**Material for this task**
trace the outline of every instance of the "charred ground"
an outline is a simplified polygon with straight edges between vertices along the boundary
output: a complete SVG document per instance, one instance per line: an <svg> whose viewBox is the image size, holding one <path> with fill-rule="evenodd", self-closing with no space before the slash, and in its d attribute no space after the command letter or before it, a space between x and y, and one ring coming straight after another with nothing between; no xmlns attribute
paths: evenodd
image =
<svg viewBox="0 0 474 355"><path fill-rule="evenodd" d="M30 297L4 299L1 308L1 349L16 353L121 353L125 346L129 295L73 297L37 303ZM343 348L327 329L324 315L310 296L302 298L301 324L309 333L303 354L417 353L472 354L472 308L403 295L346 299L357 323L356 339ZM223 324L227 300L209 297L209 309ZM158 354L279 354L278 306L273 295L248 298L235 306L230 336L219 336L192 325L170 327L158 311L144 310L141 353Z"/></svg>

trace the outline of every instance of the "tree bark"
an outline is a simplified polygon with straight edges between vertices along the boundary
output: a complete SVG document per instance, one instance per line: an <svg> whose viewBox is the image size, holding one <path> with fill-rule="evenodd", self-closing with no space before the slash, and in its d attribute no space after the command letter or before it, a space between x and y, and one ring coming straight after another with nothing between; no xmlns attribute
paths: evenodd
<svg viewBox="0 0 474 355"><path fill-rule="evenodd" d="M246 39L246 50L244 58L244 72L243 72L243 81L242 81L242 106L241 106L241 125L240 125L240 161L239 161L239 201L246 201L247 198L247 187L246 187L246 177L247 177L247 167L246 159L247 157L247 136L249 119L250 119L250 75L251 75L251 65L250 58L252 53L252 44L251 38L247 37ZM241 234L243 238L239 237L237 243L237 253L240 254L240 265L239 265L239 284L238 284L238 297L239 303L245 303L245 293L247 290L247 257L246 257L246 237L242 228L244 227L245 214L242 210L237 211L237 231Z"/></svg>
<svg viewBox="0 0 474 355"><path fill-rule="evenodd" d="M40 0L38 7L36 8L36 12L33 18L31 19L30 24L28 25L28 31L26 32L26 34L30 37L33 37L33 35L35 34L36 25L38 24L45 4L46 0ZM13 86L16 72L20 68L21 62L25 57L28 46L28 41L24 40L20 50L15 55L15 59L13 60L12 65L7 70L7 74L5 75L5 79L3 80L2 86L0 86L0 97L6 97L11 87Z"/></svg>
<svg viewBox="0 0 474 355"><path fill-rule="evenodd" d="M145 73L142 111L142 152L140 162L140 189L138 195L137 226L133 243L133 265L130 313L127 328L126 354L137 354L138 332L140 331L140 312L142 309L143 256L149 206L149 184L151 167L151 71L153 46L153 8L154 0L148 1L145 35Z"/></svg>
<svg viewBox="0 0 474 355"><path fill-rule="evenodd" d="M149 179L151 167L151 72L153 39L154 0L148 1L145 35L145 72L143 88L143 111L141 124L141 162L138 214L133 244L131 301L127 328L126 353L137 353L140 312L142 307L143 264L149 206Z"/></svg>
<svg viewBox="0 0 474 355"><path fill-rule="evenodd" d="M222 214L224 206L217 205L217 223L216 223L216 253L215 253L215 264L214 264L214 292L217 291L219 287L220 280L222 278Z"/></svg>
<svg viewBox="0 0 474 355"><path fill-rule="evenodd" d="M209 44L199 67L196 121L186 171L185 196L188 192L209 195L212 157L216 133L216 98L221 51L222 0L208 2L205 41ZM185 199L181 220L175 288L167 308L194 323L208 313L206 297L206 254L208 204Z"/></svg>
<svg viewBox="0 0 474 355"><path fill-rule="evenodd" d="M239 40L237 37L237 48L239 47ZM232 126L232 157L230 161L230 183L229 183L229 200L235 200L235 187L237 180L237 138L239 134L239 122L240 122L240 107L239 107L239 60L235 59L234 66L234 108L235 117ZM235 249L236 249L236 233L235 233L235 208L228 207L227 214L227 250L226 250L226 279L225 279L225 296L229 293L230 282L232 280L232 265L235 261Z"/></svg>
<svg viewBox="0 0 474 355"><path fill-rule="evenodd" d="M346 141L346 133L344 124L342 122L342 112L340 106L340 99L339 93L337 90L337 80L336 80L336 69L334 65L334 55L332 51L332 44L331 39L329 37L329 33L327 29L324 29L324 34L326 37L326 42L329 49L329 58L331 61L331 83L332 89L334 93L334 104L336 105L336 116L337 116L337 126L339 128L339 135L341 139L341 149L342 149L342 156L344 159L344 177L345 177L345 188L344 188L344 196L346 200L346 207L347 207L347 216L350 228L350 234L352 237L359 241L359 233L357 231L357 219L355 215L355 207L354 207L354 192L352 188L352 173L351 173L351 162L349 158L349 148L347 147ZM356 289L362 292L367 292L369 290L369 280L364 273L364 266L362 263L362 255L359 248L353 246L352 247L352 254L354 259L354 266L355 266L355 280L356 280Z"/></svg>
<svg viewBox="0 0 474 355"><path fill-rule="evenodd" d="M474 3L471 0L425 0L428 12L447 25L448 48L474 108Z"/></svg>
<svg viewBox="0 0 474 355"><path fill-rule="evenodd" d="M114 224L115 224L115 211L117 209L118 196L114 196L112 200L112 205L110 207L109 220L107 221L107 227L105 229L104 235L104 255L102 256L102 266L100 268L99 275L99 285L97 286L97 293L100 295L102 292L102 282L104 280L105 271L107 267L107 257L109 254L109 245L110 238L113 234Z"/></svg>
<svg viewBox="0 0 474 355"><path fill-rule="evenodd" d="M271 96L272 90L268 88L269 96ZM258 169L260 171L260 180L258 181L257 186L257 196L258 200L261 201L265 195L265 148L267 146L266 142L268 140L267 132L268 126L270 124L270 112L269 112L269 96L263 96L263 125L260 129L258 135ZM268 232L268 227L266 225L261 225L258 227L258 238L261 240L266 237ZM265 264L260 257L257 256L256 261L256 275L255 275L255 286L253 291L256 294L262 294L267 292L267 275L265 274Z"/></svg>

**What the exercise asks**
Gather and copy every line of the data in which the string "outline" is found.

**Task response**
trace the outline of every instance of the "charred ground"
an outline is a simplified polygon with straight edges between vertices along the boundary
trace the outline of every instance of the "tree bark"
an outline is a simplified polygon with straight edges between vertices along the boundary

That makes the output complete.